It goes without saying that there are always many ways to solve a problem in R, but clearly some ways are better (for example, faster) than others. Recently, I found myself in a situation where I could not find a way to avoid using a loop, and I was immediately concerned, knowing that I would want this code to be flexible enough to run with a very large number of observations, possibly over many observations. Two tools immediately came to mind: data.table and Rcpp . This brief description explains the background of the simulation problem I was working on and walks through the evolution of ideas to address the problems I ran into when I tried to simulate a large number of inviduals. In particular, when I tried to simulate a very large number of individuals, say over 1 million, running the simulation over night wasn’t enough.
Setting up the problem
The task in question here is not the focus, but needs a little explanation to understand what is motivating the programming issue. I am conducting a series of simulations that involve generating an individual-level stochastic (Markov) process for any number of individuals. For the data generation, I am using the simstudy package developed to help facilitate simulated data.

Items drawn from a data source
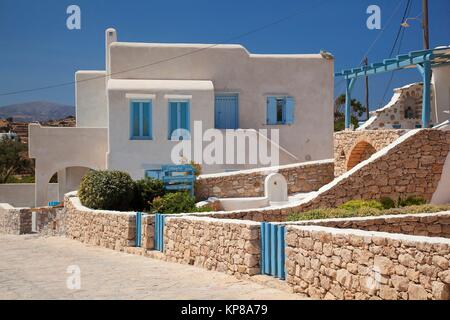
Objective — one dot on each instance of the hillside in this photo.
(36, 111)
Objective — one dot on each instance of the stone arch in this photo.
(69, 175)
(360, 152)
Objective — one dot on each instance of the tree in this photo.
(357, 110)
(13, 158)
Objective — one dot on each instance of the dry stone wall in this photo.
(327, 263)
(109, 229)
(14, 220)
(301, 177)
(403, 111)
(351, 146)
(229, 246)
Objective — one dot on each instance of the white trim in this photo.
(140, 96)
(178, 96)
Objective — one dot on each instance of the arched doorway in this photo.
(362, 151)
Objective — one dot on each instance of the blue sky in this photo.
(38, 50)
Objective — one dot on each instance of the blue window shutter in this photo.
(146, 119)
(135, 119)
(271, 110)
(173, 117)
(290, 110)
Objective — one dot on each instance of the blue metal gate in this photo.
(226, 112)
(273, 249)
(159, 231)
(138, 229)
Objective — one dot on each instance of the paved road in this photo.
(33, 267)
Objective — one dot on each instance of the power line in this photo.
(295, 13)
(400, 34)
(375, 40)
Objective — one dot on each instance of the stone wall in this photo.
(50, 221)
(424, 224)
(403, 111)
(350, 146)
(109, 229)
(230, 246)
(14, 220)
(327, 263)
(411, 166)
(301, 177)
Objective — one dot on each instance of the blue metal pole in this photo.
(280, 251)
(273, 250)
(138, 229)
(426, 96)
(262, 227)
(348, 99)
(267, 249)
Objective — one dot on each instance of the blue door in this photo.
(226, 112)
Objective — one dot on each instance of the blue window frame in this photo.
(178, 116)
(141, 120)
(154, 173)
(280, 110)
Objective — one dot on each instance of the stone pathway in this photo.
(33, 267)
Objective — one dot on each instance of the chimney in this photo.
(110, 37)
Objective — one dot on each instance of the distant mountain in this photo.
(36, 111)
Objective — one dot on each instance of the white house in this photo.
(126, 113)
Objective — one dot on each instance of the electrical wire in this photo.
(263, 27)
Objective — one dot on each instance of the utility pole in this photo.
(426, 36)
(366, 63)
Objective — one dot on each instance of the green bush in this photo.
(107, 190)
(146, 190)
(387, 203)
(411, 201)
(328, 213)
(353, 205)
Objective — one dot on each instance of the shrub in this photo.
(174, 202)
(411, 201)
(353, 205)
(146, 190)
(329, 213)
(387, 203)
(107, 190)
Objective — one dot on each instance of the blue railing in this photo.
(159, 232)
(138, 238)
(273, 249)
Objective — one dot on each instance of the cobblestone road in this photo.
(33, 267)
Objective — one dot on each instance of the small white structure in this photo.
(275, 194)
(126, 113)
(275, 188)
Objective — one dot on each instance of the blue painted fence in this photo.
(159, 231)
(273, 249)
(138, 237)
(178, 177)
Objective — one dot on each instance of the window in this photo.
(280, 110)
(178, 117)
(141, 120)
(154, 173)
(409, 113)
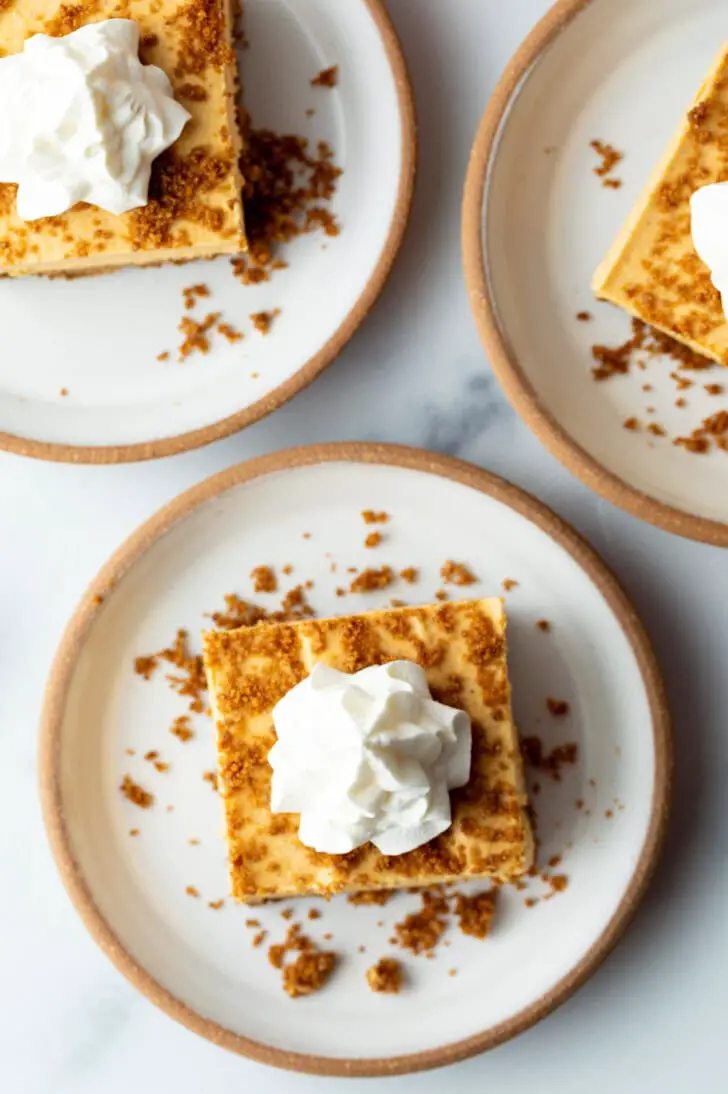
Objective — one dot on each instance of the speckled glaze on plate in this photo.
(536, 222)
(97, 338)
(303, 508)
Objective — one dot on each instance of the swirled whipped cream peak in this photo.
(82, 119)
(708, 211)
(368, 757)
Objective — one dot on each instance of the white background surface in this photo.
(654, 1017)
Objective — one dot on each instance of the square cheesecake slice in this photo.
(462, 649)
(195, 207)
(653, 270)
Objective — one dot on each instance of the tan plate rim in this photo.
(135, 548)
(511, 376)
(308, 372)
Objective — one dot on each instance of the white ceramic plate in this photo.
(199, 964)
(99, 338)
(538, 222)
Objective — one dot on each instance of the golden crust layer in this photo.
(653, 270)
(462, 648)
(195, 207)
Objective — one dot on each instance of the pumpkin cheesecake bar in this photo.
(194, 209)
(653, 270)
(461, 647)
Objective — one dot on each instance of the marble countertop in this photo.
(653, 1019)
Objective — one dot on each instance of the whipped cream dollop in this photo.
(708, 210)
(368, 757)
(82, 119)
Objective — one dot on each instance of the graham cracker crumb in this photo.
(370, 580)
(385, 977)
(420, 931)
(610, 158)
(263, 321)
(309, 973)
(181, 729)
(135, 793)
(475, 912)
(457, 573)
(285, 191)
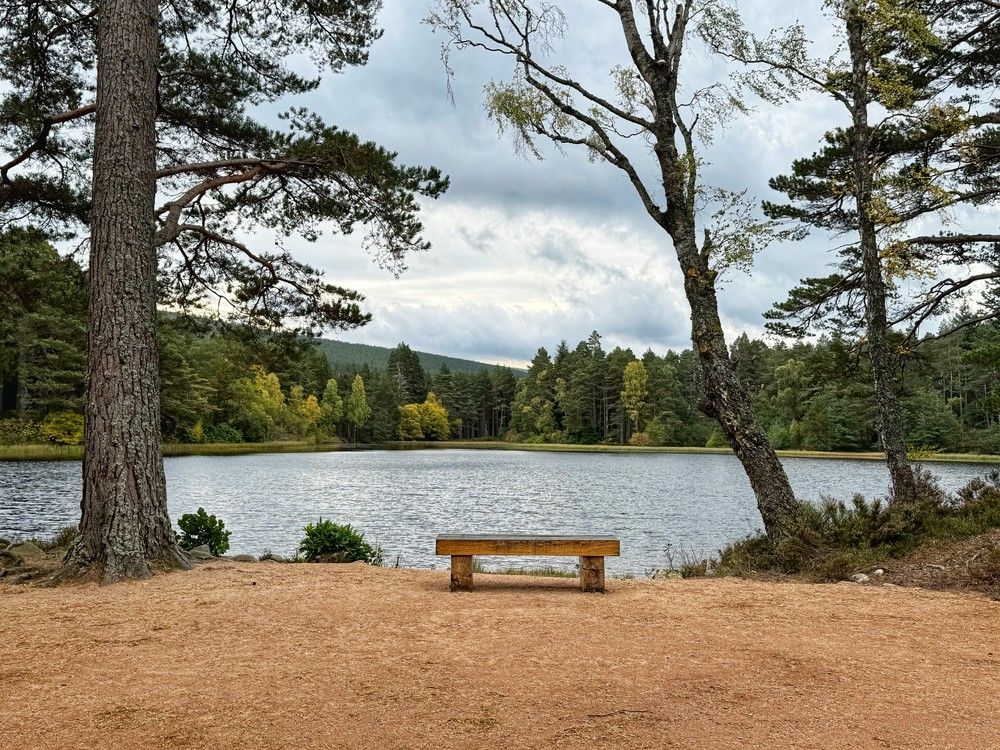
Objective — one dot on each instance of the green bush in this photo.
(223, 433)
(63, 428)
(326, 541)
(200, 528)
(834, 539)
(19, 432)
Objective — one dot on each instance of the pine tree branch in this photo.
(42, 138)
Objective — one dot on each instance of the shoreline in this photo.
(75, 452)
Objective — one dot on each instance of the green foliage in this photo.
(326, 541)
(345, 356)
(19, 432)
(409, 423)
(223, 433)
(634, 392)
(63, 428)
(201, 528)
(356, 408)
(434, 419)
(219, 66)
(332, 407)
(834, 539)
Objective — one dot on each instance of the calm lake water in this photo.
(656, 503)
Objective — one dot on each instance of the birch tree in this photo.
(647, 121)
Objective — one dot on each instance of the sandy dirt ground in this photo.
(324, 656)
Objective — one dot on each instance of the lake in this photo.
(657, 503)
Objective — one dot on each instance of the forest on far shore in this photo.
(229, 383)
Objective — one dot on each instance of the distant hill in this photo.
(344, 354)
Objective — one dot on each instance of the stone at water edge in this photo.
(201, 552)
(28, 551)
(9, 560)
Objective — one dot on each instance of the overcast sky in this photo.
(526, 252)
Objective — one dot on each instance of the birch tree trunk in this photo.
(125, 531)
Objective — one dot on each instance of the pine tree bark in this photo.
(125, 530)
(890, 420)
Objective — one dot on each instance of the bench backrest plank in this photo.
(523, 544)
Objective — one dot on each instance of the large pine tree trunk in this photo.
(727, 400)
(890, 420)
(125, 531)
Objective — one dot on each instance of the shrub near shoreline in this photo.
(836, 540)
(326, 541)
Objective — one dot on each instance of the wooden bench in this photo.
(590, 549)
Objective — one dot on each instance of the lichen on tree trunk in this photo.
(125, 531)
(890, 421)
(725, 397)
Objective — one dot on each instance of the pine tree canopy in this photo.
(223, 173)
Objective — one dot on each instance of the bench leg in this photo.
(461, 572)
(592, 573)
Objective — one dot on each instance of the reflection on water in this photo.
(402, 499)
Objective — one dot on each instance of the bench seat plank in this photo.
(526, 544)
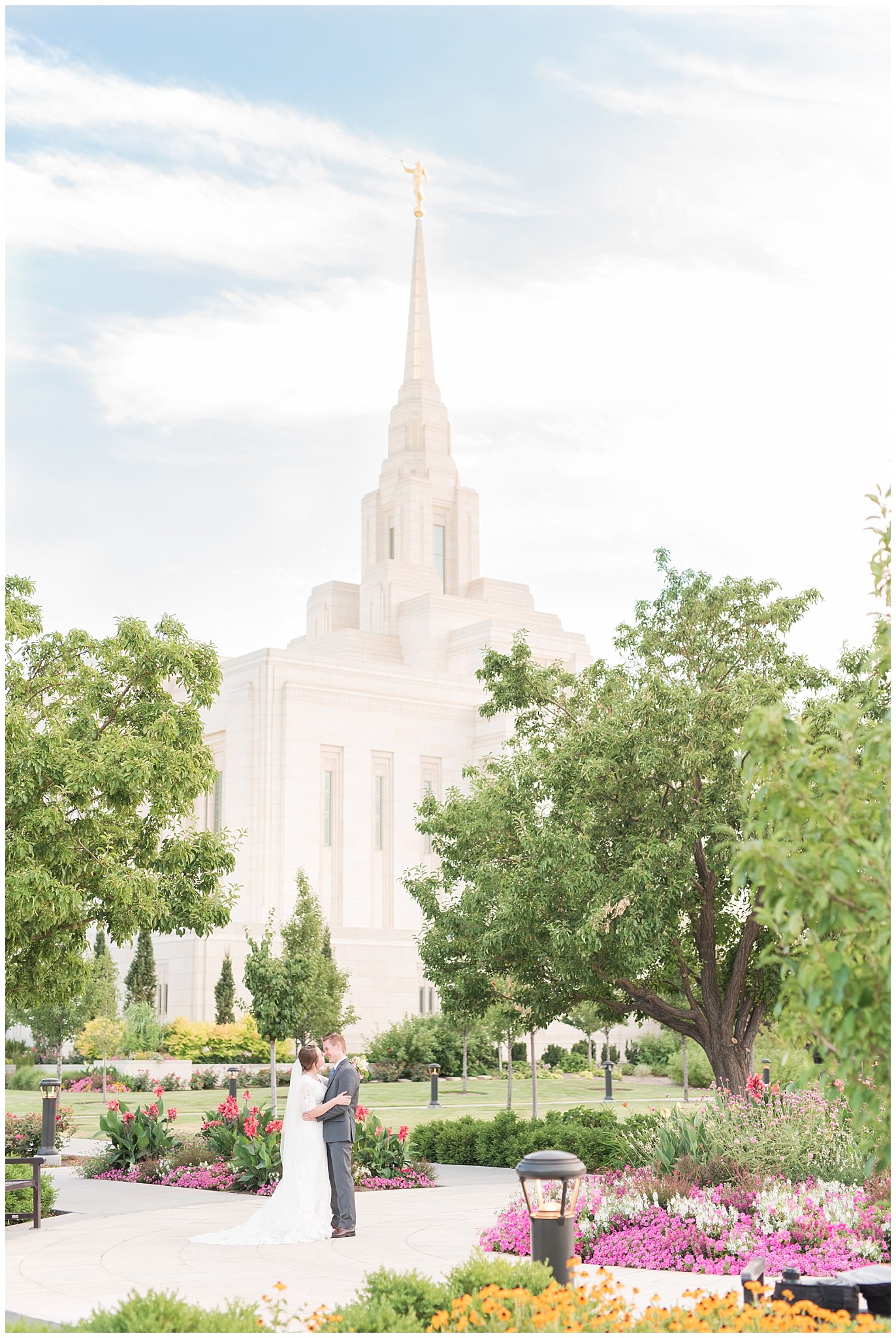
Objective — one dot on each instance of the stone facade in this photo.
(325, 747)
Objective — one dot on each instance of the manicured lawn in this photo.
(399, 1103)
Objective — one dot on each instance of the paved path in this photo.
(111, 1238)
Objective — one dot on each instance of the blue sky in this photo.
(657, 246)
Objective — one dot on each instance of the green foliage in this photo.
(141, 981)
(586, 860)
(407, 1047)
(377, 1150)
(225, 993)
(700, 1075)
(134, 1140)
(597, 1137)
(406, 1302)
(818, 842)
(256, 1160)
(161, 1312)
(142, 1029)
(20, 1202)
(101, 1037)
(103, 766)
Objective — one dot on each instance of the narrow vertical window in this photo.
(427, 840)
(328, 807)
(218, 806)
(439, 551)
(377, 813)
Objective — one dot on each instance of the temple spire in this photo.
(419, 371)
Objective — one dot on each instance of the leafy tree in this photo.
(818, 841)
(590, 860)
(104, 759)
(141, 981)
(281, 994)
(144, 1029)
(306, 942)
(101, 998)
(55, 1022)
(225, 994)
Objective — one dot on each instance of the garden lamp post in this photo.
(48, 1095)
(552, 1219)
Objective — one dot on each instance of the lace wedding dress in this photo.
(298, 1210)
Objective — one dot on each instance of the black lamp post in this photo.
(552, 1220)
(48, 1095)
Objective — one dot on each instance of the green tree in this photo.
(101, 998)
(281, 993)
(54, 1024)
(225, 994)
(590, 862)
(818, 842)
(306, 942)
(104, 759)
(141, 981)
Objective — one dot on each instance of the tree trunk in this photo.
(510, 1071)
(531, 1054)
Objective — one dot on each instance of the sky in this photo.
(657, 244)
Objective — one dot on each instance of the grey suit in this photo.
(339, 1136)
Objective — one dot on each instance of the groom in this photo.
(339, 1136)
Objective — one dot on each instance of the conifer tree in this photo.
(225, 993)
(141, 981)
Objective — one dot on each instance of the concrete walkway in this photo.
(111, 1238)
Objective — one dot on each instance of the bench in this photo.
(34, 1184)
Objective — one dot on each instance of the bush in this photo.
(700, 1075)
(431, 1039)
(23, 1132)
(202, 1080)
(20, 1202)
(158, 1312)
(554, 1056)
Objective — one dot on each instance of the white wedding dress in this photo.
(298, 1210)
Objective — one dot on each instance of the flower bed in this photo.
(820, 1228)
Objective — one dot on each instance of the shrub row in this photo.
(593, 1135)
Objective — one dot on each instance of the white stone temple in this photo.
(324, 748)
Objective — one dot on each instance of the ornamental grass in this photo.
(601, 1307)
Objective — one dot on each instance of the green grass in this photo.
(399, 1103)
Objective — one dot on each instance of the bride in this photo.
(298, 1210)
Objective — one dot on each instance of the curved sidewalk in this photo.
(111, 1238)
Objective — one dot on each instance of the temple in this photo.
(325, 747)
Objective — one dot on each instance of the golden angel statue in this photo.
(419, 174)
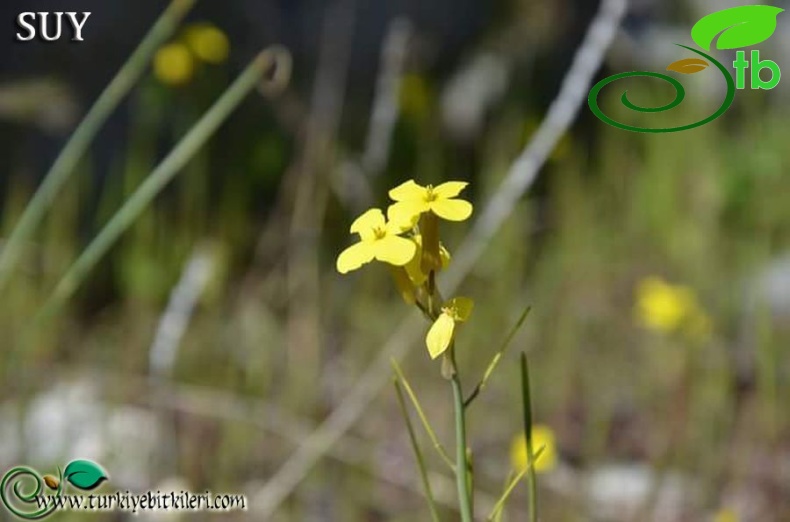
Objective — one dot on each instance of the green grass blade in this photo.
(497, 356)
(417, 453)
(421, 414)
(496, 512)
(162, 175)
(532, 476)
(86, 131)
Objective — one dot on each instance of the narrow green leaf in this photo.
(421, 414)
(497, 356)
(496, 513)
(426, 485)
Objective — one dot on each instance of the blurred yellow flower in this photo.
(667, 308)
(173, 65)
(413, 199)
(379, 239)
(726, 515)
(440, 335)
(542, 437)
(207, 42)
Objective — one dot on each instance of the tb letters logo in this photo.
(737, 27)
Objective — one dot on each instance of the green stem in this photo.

Given task 1:
Edit the R simulation post by copying everything from "It goes without" down to "night wasn’t enough.", with "Rcpp" swapped for "C++".
Given task 2:
In the R simulation post, which package is used for the data generation?
Given task 3:
Extend the R simulation post past its final sentence.
This data bears no relation to the R simulation post.

Exercise response 1:
It goes without saying that there are always many ways to solve a problem in R, but clearly some ways are better (for example, faster) than others. Recently, I found myself in a situation where I could not find a way to avoid using a loop, and I was immediately concerned, knowing that I would want this code to be flexible enough to run with a very large number of observations, possibly over many observations. Two tools immediately came to mind: data.table and C++ . This brief description explains the background of the simulation problem I was working on and walks through the evolution of ideas to address the problems I ran into when I tried to simulate a large number of inviduals. In particular, when I tried to simulate a very large number of individuals, say over 1 million, running the simulation over night wasn’t enough.

Exercise response 2:
The simstudy package.

Exercise response 3:
The functions defDataAdd
and genData
are both from simstudy
. The first part of the simulation involves specifying the transition matrix P
that determine a state I am calling status
, and then defining the probability of an event that are based on a particular status level at a particular time point. For each individual, I generate 36 months of data and a status and event for each month.
library(data.table)
library(simstudy)
set.seed(123)
P <- matrix(c(0.985, 0.015, 0.000, 0.000,
0.000, 0.950, 0.050, 0.000,
0.000, 0.000, 0.850, 0.150,
0.000, 0.000, 0.000, 1.000),
nrow = 4, byrow = TRUE)
form <- "(status == 1) * 0.02 + (status == 2) * 0.10 + (status == 3) * 0.20"
dtDef <- defDataAdd(varname = "event",
formula = form,
dist = "binary",
link = "identity")
N = 5000
did <- genData(N)
In order to simulate the Markov process, I decided immediately that Rcpp
would be most appropriate because I knew I could not avoid looping. Since each state of a Markov process depends on the state immediately preceding, states need to be generated sequentially, which means no obvious way to vectorize (if someone has figured that out, let me know.)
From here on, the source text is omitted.